## Start

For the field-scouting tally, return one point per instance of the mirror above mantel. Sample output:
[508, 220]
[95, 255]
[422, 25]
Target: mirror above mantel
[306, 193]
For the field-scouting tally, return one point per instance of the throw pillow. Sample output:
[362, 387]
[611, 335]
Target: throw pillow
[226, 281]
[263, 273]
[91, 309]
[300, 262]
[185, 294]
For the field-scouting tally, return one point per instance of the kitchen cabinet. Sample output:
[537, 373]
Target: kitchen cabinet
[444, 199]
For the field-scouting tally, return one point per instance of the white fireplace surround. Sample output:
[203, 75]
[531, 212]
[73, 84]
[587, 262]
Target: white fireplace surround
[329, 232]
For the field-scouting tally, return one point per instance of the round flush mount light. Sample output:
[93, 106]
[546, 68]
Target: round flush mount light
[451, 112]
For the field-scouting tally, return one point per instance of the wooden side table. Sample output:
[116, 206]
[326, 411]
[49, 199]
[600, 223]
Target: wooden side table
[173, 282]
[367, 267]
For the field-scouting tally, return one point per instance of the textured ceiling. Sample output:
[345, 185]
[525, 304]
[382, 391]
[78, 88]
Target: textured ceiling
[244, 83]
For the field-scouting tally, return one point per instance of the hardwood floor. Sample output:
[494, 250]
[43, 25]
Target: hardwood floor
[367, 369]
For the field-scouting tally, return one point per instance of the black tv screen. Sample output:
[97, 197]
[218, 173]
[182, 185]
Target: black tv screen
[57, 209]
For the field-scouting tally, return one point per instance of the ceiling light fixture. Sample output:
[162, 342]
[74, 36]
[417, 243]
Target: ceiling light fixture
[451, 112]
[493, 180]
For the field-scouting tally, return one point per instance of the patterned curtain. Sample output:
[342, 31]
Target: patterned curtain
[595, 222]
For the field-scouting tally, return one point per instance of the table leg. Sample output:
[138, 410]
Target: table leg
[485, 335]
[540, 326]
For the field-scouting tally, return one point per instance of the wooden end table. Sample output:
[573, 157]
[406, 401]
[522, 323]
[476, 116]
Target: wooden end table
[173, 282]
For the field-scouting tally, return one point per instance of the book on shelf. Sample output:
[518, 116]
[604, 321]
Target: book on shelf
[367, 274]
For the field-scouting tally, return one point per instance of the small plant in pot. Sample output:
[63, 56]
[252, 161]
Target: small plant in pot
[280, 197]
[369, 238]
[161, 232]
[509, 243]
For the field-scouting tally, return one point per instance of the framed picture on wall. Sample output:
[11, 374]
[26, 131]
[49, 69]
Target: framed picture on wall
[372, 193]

## End

Format every line of the listing above as a JSON list of strings, one string per line, with blank lines left out.

TASK RESPONSE |
[
  "For the field-scouting tally, return one point per instance of the mirror above mantel. Sample output:",
  "[508, 220]",
  "[95, 255]",
  "[422, 25]",
  "Target: mirror above mantel",
  "[306, 193]",
  "For the field-scouting tally, return one point per instance of the throw pillow. Sample output:",
  "[362, 387]",
  "[611, 335]",
  "Target: throw pillow",
  "[226, 281]",
  "[263, 273]",
  "[91, 309]",
  "[300, 262]",
  "[185, 294]",
  "For the field-scouting tally, return one point per instance of the kitchen cabinet. Sample output:",
  "[537, 373]",
  "Target: kitchen cabinet",
  "[444, 199]",
  "For the field-scouting tally, return one point per instance of the white fireplace surround. Sample output:",
  "[203, 75]",
  "[531, 212]",
  "[73, 84]",
  "[587, 262]",
  "Target: white fireplace surround",
  "[329, 232]",
  "For the field-scouting tally, return one point per instance of the round flush mount light. Sample output:",
  "[93, 106]",
  "[546, 68]",
  "Target: round flush mount light",
  "[451, 112]",
  "For the field-scouting tally, return one point per instance of the wooden side table. Sample output:",
  "[116, 206]",
  "[326, 411]",
  "[49, 199]",
  "[600, 223]",
  "Target: wooden side table",
  "[173, 282]",
  "[367, 267]",
  "For the field-scouting tally, return one point per instance of the textured ceiling. Sample output:",
  "[345, 185]",
  "[525, 304]",
  "[382, 391]",
  "[78, 88]",
  "Target: textured ceiling",
  "[244, 83]",
  "For the field-scouting tally, return one point per instance of the hardwood floor. Sample output:",
  "[494, 250]",
  "[43, 25]",
  "Target: hardwood floor",
  "[367, 369]",
  "For the field-scouting tally, return one point per instance of the black tv screen. Sample output:",
  "[97, 197]",
  "[218, 173]",
  "[182, 185]",
  "Target: black tv screen",
  "[57, 209]",
  "For the field-scouting tally, return one point per instance of the ceiling light fixture. Sample output:",
  "[162, 342]",
  "[74, 36]",
  "[417, 243]",
  "Target: ceiling light fixture",
  "[451, 112]",
  "[493, 180]",
  "For the field-scouting tally, return one point per instance of the patterned curtain. Sample output:",
  "[342, 31]",
  "Target: patterned curtain",
  "[595, 222]",
  "For the field-scouting tally, return one point per instance of the table leg. Sample output:",
  "[138, 410]",
  "Target: table leg",
  "[485, 335]",
  "[540, 326]",
  "For the field-scouting tally, return one point per instance of the wooden end table. Sample output:",
  "[573, 157]",
  "[406, 401]",
  "[522, 323]",
  "[476, 116]",
  "Target: wooden end table",
  "[173, 282]",
  "For the field-scouting tally, return one point per instance of the book on shelf. Sample output:",
  "[518, 116]",
  "[604, 321]",
  "Target: book on shelf",
  "[367, 274]",
  "For the field-scouting tally, return one point per instance of the small plant in pot. Sample output:",
  "[63, 56]",
  "[252, 161]",
  "Target: small plant in pot",
  "[280, 197]",
  "[369, 238]",
  "[161, 232]",
  "[509, 243]",
  "For the field-scouting tally, return one point per instance of the framed picture on wall. Sample output:",
  "[11, 374]",
  "[26, 131]",
  "[49, 69]",
  "Target: framed picture on wall",
  "[372, 193]"
]